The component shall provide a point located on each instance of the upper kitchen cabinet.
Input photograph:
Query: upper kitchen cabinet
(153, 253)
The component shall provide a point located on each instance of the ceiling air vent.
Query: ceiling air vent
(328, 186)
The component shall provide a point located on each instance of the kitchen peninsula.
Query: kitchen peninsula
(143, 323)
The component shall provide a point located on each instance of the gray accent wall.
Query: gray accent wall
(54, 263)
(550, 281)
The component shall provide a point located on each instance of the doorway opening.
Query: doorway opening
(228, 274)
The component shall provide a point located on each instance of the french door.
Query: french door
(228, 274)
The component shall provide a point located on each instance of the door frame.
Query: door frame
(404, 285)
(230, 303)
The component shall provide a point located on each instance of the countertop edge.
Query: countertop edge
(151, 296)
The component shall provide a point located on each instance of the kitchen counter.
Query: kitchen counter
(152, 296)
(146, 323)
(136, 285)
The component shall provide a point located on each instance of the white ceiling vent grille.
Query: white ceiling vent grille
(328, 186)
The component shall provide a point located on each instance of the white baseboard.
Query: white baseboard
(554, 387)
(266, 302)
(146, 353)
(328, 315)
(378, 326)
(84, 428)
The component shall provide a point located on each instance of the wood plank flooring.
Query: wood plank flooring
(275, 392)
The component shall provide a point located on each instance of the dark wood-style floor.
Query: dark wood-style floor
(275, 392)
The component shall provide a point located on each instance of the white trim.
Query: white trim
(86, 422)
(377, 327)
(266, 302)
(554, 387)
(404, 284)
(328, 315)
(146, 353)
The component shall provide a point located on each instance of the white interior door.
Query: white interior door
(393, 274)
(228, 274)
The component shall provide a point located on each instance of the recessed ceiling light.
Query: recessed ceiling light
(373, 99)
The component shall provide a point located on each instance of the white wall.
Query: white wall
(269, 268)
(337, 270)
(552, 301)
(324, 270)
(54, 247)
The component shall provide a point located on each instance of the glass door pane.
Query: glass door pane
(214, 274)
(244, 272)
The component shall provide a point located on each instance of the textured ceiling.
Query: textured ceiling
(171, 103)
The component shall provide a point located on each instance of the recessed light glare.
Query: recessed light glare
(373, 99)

__Prompt__. Lines wanted from the listing above: the line with "the countertop edge." up to and including the line with "recessed light glare.". Please write them out exactly, adding nothing else.

__Task result__.
The component shall provide a point located on each instance of the countertop edge.
Query: countertop edge
(151, 296)
The component shall provide a point located on each instance of the kitchen counter.
Query: kitchen counter
(152, 296)
(146, 323)
(136, 285)
The component shall provide a point located on each instance of the white ceiling vent grille.
Query: white ceiling vent grille
(328, 186)
The component shall provide a point located on each instance of the white baseboard.
Query: white baseboard
(554, 387)
(266, 302)
(146, 353)
(328, 315)
(378, 326)
(84, 428)
The component shall provide a point located on each instance of the wood plank flooring.
Query: wood plank flooring
(275, 392)
The component shall provide a point located on each instance of the dark wood-style floor.
Query: dark wood-style floor
(275, 392)
The component shall provide a point located on each instance of the white trim.
Query: white trim
(86, 422)
(377, 327)
(266, 302)
(554, 387)
(404, 284)
(328, 315)
(146, 353)
The component shall provide a point located on each instance of the white interior door.
Query: white interior door
(393, 274)
(228, 274)
The component shall provide a point located on each instance of the recessed ceiling light.
Query: recessed ceiling light
(373, 99)
The component shall provide a point located on each instance of the white wall.
Query: white wall
(269, 268)
(337, 270)
(552, 301)
(324, 270)
(54, 247)
The component shall provide a point located on each instance of the glass door pane.
Query: glass door pane
(214, 274)
(244, 272)
The component shall provide a point located on each instance of the textured ceiling.
Query: textured ceiling
(171, 103)
The component shall provide a point located on each instance of the recessed light glare.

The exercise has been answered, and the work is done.